**PROVIDED ENTRIES:**

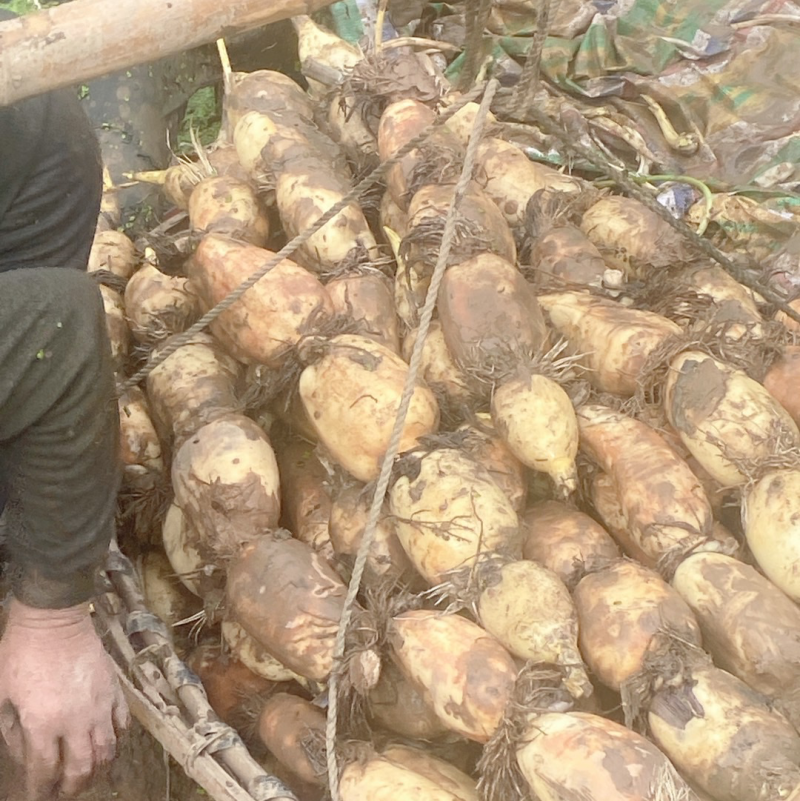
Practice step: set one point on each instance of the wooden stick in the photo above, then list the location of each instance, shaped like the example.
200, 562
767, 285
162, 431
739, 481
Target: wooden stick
173, 734
84, 39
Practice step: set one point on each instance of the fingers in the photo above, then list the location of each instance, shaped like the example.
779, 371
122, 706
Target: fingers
11, 732
104, 745
120, 713
42, 764
78, 763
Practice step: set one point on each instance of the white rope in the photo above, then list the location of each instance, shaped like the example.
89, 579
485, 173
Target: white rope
394, 442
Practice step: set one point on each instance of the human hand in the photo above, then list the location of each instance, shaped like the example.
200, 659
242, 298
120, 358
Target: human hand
60, 703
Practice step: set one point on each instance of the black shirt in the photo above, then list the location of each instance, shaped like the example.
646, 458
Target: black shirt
58, 415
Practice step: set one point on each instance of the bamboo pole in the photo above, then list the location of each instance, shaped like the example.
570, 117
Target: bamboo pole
78, 41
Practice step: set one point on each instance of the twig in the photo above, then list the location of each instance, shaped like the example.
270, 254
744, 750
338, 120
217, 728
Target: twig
626, 184
525, 90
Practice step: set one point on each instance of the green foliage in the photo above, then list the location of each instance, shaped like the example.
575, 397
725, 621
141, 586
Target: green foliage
202, 114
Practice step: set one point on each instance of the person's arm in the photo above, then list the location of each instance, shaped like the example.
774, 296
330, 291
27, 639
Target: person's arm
60, 703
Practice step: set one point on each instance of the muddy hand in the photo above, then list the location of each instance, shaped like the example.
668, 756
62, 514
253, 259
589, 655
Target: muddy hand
61, 706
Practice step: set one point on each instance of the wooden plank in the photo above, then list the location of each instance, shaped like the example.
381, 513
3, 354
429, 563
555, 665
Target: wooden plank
84, 39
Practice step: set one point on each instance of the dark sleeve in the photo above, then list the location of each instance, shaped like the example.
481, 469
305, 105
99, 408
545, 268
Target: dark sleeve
59, 433
50, 181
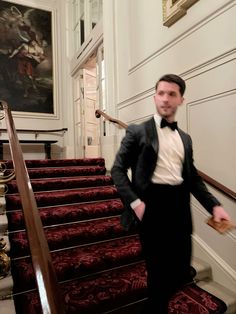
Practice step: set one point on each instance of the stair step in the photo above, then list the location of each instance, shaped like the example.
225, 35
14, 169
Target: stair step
96, 295
60, 214
63, 183
6, 285
13, 201
223, 293
80, 261
3, 223
45, 163
64, 171
7, 307
74, 234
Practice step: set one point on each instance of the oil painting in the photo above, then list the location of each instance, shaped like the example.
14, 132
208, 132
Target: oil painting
26, 52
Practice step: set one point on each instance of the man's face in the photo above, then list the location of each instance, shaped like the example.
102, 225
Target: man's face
167, 99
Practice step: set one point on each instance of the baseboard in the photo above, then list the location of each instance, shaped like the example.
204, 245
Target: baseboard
221, 271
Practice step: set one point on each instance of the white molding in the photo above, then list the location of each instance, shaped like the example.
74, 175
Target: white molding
182, 36
222, 272
208, 65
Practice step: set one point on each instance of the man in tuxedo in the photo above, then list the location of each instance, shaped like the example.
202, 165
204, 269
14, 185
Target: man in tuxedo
157, 197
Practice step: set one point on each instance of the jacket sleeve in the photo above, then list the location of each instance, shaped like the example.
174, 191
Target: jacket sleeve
198, 187
126, 159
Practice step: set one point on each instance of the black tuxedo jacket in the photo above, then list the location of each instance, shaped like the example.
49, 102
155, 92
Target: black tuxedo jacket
139, 152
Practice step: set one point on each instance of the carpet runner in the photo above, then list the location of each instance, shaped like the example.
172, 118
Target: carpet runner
98, 264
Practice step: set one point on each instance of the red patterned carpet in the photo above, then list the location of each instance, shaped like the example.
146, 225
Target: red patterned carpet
98, 264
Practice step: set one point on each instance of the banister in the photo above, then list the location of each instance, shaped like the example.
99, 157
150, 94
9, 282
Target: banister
48, 288
99, 113
37, 132
217, 185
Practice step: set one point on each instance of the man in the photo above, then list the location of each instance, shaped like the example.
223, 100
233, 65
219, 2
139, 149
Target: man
157, 198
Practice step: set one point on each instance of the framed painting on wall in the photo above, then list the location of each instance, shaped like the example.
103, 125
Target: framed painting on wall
173, 10
26, 59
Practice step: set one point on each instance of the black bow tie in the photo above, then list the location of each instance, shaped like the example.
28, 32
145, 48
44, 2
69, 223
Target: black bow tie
172, 125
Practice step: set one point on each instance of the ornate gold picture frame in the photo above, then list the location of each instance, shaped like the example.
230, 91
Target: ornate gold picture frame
26, 58
173, 10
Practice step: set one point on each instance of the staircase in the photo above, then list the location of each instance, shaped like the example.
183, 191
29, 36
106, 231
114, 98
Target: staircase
98, 264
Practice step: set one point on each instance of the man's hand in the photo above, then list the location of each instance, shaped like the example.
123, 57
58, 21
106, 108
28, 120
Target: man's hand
220, 214
139, 210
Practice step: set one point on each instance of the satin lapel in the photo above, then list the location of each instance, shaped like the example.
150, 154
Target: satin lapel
185, 140
151, 133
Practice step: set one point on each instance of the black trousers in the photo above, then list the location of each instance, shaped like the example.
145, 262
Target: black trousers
165, 234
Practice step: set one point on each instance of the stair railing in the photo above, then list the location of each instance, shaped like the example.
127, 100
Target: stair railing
217, 185
48, 288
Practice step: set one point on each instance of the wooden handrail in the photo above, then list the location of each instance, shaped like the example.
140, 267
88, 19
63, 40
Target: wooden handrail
217, 185
99, 113
220, 187
49, 292
37, 131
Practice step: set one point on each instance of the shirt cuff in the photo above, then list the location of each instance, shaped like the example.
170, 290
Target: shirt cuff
135, 203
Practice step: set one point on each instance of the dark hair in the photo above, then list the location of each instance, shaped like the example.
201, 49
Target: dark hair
173, 78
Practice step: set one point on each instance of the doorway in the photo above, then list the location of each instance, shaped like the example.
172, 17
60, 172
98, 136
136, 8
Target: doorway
88, 96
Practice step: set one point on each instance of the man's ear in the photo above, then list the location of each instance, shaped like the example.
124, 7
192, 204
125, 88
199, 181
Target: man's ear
183, 99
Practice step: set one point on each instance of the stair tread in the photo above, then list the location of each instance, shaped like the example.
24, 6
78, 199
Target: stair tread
75, 234
55, 215
103, 267
81, 261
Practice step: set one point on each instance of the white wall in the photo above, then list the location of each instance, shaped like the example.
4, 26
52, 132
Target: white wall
59, 119
201, 47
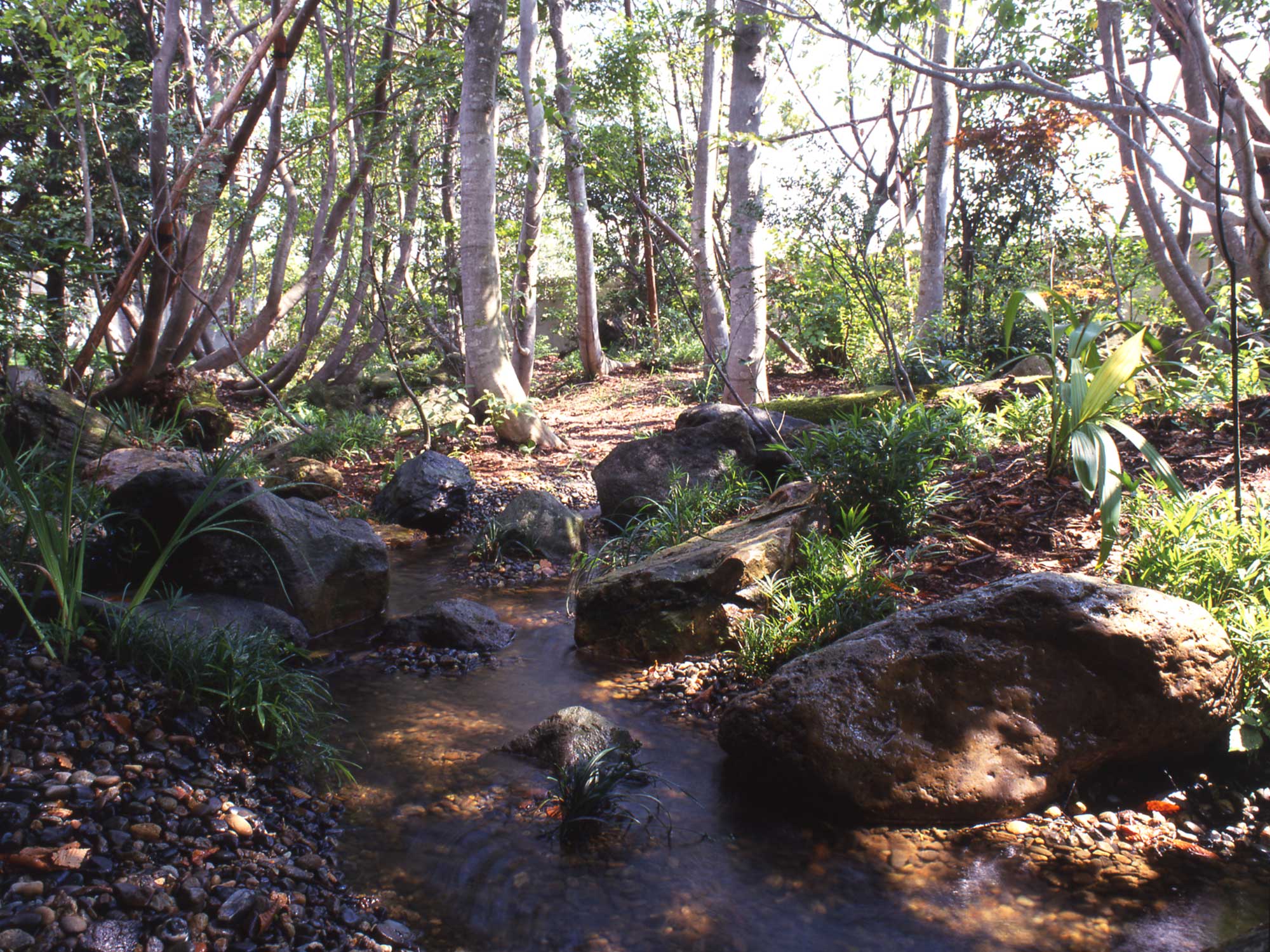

**INSTRUCTIONS FOR THE TASK:**
Can you format every line of the data above as a Markdown table with the columns Row and Line, numbering the rows and skipping blank lines? Keep the pictures out of the table.

**EXERCISE RESPONSE:**
| Row | Line |
|---|---|
| 1 | Practice step: set one point on each instance of the wooden stick in the photo above, then list the location of each instance, shaped like the example. |
| 2 | 200, 562 |
| 3 | 767, 285 |
| 4 | 162, 431 |
| 5 | 739, 481 |
| 6 | Target: wooden stick |
| 7 | 173, 734 |
| 8 | 84, 39 |
| 9 | Practice step: set one point on each instance of the fingers in the photo above, then list the location of each instance, shaped like the example. |
| 10 | 779, 371 |
| 11 | 122, 706 |
| 12 | Target: fingers |
| 13 | 11, 732 |
| 14 | 104, 745 |
| 15 | 120, 713 |
| 16 | 42, 764 |
| 17 | 78, 763 |
| 18 | Practice step: set one point on each instance of the white rope in the photo above, then list the location of each instance, shaped like the example. |
| 19 | 89, 579 |
| 20 | 485, 173 |
| 21 | Target: white rope |
| 22 | 394, 442 |
| 23 | Practice step: set one point on each instance of the human hand in the photo above, then list the location of each instance, shaped like the example. |
| 24 | 200, 659 |
| 25 | 242, 298 |
| 26 | 120, 358 |
| 27 | Target: human hand |
| 28 | 60, 703 |
| 29 | Practice step: set one point on each instance of the black shirt in the photo above, then list the location of each instance, shaped like the example. |
| 30 | 646, 458 |
| 31 | Target: black shirt |
| 32 | 58, 415 |
| 33 | Practice step: set one point on each instance of the bamboo pole in the photo above, then list the location of each instance, shaped like the example. |
| 34 | 570, 117 |
| 35 | Target: bamboo pole |
| 36 | 78, 41 |
| 37 | Practice step: set one point on each instance of the twig in the photo above, then list the location of each instance, shaped like the example. |
| 38 | 270, 254 |
| 39 | 744, 750 |
| 40 | 338, 120 |
| 41 | 217, 728 |
| 42 | Target: twig |
| 43 | 626, 184 |
| 44 | 525, 90 |
| 45 | Practice step: set one point on each instance of the green foliage in the photo above, then list the location of each instance, shaped like the example. |
| 46 | 575, 397 |
| 47 | 725, 621 |
| 48 | 141, 586 |
| 49 | Target: green foliage |
| 50 | 202, 114 |
| 51 | Practice step: set one point on each instance of the person's arm in the photo above, then list the location of each instance, shaped like the example. |
| 52 | 774, 296 |
| 53 | 330, 291 |
| 54 | 27, 639 |
| 55 | Target: person's arm |
| 56 | 60, 703 |
| 57 | Practice step: set one point on each instance of the muddy hand in the photo above, then list the location of each instance, shaped like the example. |
| 58 | 668, 756 |
| 59 | 62, 514 |
| 60 | 253, 259 |
| 61 | 589, 655 |
| 62 | Target: muddy hand |
| 63 | 61, 706 |
| 64 | Practice step: set one point on each instance of the wooden plank in the photo above, then list the location of each instance, shaped like the example. |
| 65 | 381, 513 |
| 66 | 3, 354 |
| 67 | 429, 563 |
| 68 | 555, 665 |
| 69 | Target: wooden plank |
| 70 | 84, 39 |
| 71 | Practice step: set one point on each instance of the dark sleeve in the photo above, then list the location of each instance, shaped like the example. |
| 72 | 481, 469 |
| 73 | 305, 105 |
| 74 | 99, 408 |
| 75 | 545, 268 |
| 76 | Target: dark sleeve |
| 77 | 59, 433 |
| 78 | 50, 181 |
| 79 | Practice step: set one point on each instance of the stair step in the photo above, then list the location of each instance, shaped like the example. |
| 80 | 225, 35 |
| 81 | 14, 169 |
| 82 | Target: stair step |
| 83 | 96, 295 |
| 84 | 60, 214 |
| 85 | 63, 183 |
| 86 | 6, 285 |
| 87 | 13, 201 |
| 88 | 223, 293 |
| 89 | 80, 261 |
| 90 | 3, 223 |
| 91 | 45, 163 |
| 92 | 64, 171 |
| 93 | 7, 307 |
| 94 | 74, 234 |
| 95 | Practice step: set one point on each instance of the oil painting in the photo above, then list the location of each instance, shaped like the example. |
| 96 | 14, 132 |
| 97 | 208, 132 |
| 98 | Target: oil painting |
| 99 | 26, 52 |
| 100 | Practice step: set one point on each instance of the man's face in the photo above, then list the location of each instance, shaped like the example. |
| 101 | 102, 225 |
| 102 | Target: man's face |
| 103 | 167, 99 |
| 104 | Practice step: set one point on each instance of the baseboard in the photo above, then list the location of each instance, shaped like the example. |
| 105 | 204, 245 |
| 106 | Target: baseboard |
| 107 | 221, 271 |
| 108 | Practice step: set one point on each instance of the white molding in the photo above, then list the location of each instance, shaped like the example. |
| 109 | 74, 175 |
| 110 | Target: white molding |
| 111 | 182, 36 |
| 112 | 222, 272 |
| 113 | 208, 65 |
| 114 | Practice step: set one point on each instance of the man in tuxedo in the photo above, then list the location of each instance, shaped like the example. |
| 115 | 202, 165 |
| 116 | 204, 269 |
| 117 | 14, 185 |
| 118 | Target: man in tuxedo |
| 119 | 157, 197 |
| 120 | Practice step: set one point on each instance of the jacket sleeve in the photo above, then list the location of each instance, shaped like the example. |
| 121 | 174, 191 |
| 122 | Target: jacket sleeve |
| 123 | 198, 187 |
| 124 | 126, 159 |
| 125 | Practice step: set one point on each instance of the black tuxedo jacket in the photo above, then list the location of each instance, shaped like the example. |
| 126 | 49, 102 |
| 127 | 155, 92 |
| 128 | Target: black tuxedo jacket |
| 129 | 139, 152 |
| 130 | Practice step: set one point on each instance of the carpet runner in the photo above, then list the location of each instance, shaped like the example. |
| 131 | 172, 118 |
| 132 | Target: carpet runner |
| 133 | 98, 264 |
| 134 | Practice step: set one point on each instance of the red patterned carpet in the photo above, then list the location of each instance, shaped like the example. |
| 135 | 146, 225 |
| 136 | Target: red patterned carpet |
| 137 | 98, 264 |
| 138 | Practice step: set one point on each instance of the banister in the photo above, then list the location of each instance, shaped like the example. |
| 139 | 99, 157 |
| 140 | 150, 94 |
| 141 | 9, 282 |
| 142 | Target: banister |
| 143 | 48, 288 |
| 144 | 99, 113 |
| 145 | 37, 132 |
| 146 | 217, 185 |
| 147 | Practice step: set one point on each instance of the man in the photo above, then list the location of each instance, shaped like the example. |
| 148 | 223, 100 |
| 149 | 233, 65 |
| 150 | 219, 2 |
| 151 | 139, 149 |
| 152 | Target: man |
| 153 | 157, 198 |
| 154 | Practice step: set one point on each instance of the framed painting on wall in the photo above, then list the location of each instance, shaped like the example. |
| 155 | 103, 125 |
| 156 | Target: framed painting on wall |
| 157 | 173, 10 |
| 158 | 26, 59 |
| 159 | Practice step: set one point on each instance of the black bow tie in the photo above, then list the location of each instance, shaped like the example. |
| 160 | 28, 32 |
| 161 | 145, 48 |
| 162 | 44, 2 |
| 163 | 69, 223 |
| 164 | Target: black bow tie |
| 165 | 172, 125 |
| 166 | Practice step: set one point on each instance of the ornate gold picture frame in the photo above, then list the location of each instance, shaped like the example. |
| 167 | 230, 91 |
| 168 | Target: ornate gold picture frame |
| 169 | 26, 58 |
| 170 | 173, 10 |
| 171 | Practice step: set one point on each instance of the staircase in the photo above, then list the location of each instance, shaped like the example. |
| 172 | 183, 191 |
| 173 | 29, 36 |
| 174 | 106, 231 |
| 175 | 114, 98 |
| 176 | Target: staircase |
| 177 | 98, 264 |
| 178 | Practice step: set one point on each instance of the man's hand in the photo above, then list the location of each instance, shaped like the example. |
| 179 | 123, 57 |
| 180 | 58, 21 |
| 181 | 106, 108 |
| 182 | 28, 120 |
| 183 | Target: man's hand |
| 184 | 220, 214 |
| 185 | 139, 210 |
| 186 | Practice step: set one point on each instance of the satin lapel in the photo above, then list the location of each instance, shaped like the example. |
| 187 | 150, 154 |
| 188 | Target: satin lapel |
| 189 | 185, 140 |
| 190 | 151, 133 |
| 191 | Practice step: set one point on each instance of the black trousers in the photo above, then list the location of each instance, shaped like the example. |
| 192 | 145, 262 |
| 193 | Target: black trousers |
| 194 | 165, 234 |
| 195 | Practice step: set one point on each instance of the stair railing in the photo above, then list the location of each instance, shaped like the example. |
| 196 | 127, 100 |
| 197 | Target: stair railing |
| 198 | 217, 185 |
| 199 | 48, 288 |
| 200 | Practice step: set one point on each instance of the wooden handrail in the photo above, then list the location of each instance, shaped like the example. |
| 201 | 140, 267 |
| 202 | 88, 19 |
| 203 | 63, 40 |
| 204 | Target: wooden handrail |
| 205 | 217, 185 |
| 206 | 99, 113 |
| 207 | 220, 187 |
| 208 | 49, 292 |
| 209 | 37, 131 |
| 210 | Practice step: set one point on each instance of the shirt cuff in the photo above, then list the location of each instance, shaped like the example. |
| 211 | 170, 290 |
| 212 | Target: shirt cuff |
| 213 | 135, 203 |
| 214 | Practice step: set one point on each instance of the dark hair in the photo above, then list the location of each instance, shaped like the example. |
| 215 | 201, 49 |
| 216 | Target: dark hair |
| 217 | 173, 78 |
| 218 | Practice step: set one point on each instance of the doorway in the photo above, then list the location of each instance, shaped like the example. |
| 219 | 172, 17 |
| 220 | 60, 172 |
| 221 | 98, 136 |
| 222 | 136, 8 |
| 223 | Target: doorway |
| 224 | 88, 96 |
| 225 | Practice step: set one point on each instance of the man's ear in the photo above, then list the location of each instance, shaped like the example. |
| 226 | 124, 7 |
| 227 | 192, 204 |
| 228 | 125, 88 |
| 229 | 199, 181 |
| 230 | Target: man's ear |
| 231 | 183, 99 |
| 232 | Practice step: set one point on each instance of the stair tread in the photo above, then list the location of each instance, shaped like the example. |
| 233 | 24, 6 |
| 234 | 78, 199 |
| 235 | Target: stair tread |
| 236 | 75, 234 |
| 237 | 55, 215 |
| 238 | 103, 267 |
| 239 | 81, 261 |
| 240 | Practice step: set one point on each instance of the white wall in the photo above, then list the location of each instance, shaped like the example. |
| 241 | 4, 26 |
| 242 | 52, 132 |
| 243 | Target: white wall |
| 244 | 59, 119 |
| 245 | 201, 47 |